▸ **Task**
Rename "muddy" to "wet" in everything from the line containing "ground --shape polygon" down to the end of the records, and give back those lines alone with nothing else altered.

▸ **Shape labeling records**
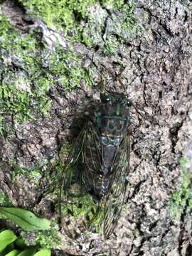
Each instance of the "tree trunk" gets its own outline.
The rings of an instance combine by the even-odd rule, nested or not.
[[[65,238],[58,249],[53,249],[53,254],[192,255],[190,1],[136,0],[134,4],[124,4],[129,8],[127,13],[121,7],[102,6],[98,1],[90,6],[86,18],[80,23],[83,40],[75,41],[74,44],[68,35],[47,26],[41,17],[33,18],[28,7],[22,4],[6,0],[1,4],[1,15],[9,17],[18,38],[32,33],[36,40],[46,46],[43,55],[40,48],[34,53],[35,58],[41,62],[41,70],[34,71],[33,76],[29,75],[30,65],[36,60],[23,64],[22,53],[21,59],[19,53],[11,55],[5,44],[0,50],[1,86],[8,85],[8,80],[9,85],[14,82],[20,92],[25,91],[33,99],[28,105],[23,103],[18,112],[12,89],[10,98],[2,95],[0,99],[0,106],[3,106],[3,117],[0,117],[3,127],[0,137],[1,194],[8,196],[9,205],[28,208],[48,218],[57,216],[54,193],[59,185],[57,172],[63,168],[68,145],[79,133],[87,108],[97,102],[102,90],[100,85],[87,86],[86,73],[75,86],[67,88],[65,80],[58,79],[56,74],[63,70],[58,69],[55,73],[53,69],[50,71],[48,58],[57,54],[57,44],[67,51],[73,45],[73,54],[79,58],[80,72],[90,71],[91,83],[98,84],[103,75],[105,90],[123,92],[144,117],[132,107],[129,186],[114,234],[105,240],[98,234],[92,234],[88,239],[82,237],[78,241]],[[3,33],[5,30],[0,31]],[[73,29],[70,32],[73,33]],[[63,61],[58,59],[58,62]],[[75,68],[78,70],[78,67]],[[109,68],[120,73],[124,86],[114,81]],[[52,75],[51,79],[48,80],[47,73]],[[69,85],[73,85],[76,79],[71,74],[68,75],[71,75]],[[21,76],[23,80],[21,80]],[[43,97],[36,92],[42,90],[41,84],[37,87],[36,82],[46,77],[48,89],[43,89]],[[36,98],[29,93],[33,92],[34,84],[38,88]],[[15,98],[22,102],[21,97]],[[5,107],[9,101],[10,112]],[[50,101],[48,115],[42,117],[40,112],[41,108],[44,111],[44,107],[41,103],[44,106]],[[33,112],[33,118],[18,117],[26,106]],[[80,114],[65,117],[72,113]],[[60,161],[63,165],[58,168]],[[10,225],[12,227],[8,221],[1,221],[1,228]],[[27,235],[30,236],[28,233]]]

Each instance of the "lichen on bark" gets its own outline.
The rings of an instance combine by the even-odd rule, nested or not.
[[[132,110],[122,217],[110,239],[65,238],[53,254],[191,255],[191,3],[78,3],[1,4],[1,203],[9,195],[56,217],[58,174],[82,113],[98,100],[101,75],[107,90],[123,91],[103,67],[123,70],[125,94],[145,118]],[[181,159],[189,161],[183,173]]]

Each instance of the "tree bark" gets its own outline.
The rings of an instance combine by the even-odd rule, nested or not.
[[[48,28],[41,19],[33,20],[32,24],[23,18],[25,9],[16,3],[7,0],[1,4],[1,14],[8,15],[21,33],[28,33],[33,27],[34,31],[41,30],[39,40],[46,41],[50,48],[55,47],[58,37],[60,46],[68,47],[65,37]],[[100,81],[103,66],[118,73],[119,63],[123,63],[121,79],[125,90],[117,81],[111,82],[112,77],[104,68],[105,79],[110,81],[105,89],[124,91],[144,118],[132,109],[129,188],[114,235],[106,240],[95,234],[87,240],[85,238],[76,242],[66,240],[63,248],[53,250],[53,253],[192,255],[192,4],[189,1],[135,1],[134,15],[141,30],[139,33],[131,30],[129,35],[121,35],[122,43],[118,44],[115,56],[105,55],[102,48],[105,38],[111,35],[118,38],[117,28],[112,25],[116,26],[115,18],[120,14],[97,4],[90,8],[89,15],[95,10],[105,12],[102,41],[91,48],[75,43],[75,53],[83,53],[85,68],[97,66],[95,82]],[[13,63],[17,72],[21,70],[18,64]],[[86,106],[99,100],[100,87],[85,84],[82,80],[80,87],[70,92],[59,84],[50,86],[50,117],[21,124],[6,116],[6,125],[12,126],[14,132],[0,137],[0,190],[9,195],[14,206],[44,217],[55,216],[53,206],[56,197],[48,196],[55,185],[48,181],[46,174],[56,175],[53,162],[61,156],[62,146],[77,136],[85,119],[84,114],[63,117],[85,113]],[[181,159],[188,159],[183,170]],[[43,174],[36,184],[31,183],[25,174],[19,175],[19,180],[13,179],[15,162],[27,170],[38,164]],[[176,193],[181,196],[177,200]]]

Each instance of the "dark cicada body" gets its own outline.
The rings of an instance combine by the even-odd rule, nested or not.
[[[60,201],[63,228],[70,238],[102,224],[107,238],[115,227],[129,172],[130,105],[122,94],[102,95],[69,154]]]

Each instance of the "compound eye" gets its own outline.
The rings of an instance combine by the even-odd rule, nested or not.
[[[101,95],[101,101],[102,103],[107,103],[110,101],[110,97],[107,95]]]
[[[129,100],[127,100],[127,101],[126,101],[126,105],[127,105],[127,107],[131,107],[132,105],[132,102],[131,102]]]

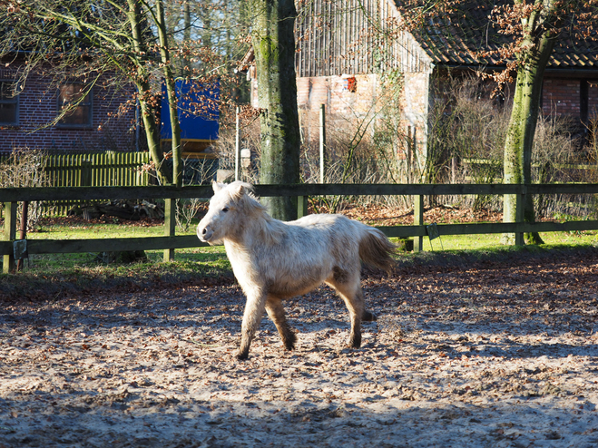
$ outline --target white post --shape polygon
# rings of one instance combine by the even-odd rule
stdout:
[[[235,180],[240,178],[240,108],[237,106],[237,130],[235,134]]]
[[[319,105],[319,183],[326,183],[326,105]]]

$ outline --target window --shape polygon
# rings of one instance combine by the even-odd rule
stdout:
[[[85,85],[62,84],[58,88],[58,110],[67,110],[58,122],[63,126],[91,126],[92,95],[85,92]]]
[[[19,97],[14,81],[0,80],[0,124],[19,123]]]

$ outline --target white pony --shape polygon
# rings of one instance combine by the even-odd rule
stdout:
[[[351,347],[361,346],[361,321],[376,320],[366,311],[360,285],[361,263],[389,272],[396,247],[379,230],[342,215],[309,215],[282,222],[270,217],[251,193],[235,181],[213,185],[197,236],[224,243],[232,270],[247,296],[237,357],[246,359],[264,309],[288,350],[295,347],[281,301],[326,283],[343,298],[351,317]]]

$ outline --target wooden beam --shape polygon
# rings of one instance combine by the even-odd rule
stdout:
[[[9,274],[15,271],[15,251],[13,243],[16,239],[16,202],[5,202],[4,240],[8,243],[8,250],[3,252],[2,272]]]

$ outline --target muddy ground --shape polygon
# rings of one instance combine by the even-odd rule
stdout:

▸ **Answer below**
$ outline --target wet ground --shape polygon
# rings of one instance combine by the even-odd rule
stdout:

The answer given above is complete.